GIVEN RECORDS:
=-=-=

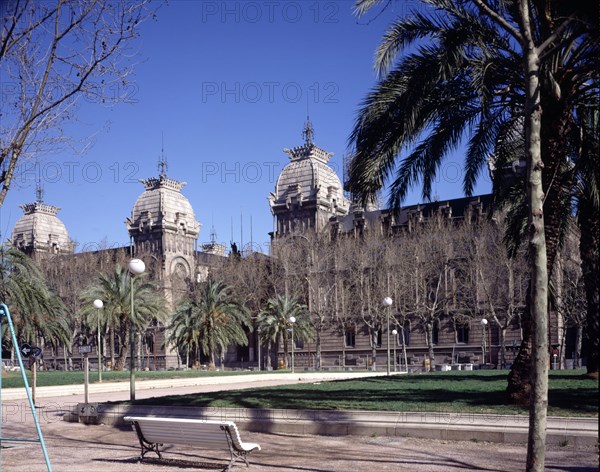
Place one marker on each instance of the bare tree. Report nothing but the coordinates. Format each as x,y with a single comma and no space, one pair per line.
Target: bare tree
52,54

=-=-=

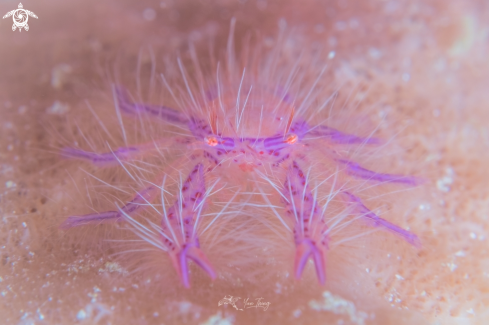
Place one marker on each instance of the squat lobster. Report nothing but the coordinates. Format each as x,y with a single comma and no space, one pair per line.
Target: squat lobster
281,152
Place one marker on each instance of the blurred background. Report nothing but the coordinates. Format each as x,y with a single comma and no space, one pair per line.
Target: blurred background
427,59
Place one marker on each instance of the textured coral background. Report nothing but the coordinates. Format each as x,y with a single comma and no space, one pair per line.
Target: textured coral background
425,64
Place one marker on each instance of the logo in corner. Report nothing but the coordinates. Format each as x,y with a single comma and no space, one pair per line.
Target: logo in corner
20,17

=-=-=

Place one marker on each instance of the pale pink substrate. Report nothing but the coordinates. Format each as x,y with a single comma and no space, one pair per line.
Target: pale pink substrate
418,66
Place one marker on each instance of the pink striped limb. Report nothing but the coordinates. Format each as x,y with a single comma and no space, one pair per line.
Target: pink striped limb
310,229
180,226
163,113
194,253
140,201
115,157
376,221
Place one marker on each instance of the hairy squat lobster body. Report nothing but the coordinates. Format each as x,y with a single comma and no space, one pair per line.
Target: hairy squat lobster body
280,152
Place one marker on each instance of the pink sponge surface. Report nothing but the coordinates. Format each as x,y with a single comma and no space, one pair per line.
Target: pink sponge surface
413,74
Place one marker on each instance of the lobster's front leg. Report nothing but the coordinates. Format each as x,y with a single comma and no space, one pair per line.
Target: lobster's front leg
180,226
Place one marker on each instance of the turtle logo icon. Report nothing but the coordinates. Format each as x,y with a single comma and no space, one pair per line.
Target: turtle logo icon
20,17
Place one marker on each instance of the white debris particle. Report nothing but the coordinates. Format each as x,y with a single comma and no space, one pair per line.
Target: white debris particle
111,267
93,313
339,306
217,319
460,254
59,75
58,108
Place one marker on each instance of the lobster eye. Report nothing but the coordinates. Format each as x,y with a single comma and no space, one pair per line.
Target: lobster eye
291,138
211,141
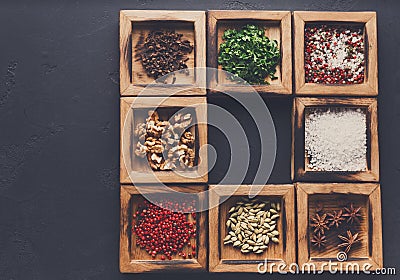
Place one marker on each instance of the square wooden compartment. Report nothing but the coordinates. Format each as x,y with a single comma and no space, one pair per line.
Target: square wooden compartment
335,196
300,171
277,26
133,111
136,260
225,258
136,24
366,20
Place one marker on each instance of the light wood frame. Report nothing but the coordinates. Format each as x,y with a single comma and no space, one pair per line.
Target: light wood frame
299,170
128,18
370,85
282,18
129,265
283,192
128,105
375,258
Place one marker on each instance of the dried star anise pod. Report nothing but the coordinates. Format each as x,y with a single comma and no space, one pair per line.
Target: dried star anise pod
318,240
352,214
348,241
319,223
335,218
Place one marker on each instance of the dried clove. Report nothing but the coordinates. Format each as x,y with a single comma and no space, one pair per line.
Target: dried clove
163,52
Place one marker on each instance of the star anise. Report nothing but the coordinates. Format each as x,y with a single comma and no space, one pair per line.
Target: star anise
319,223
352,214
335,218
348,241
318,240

=-=-=

TASK STATEMENT:
Count the lines in the entries above that contain the word "anise", and reply with the number alone.

CORRECT RESULT:
4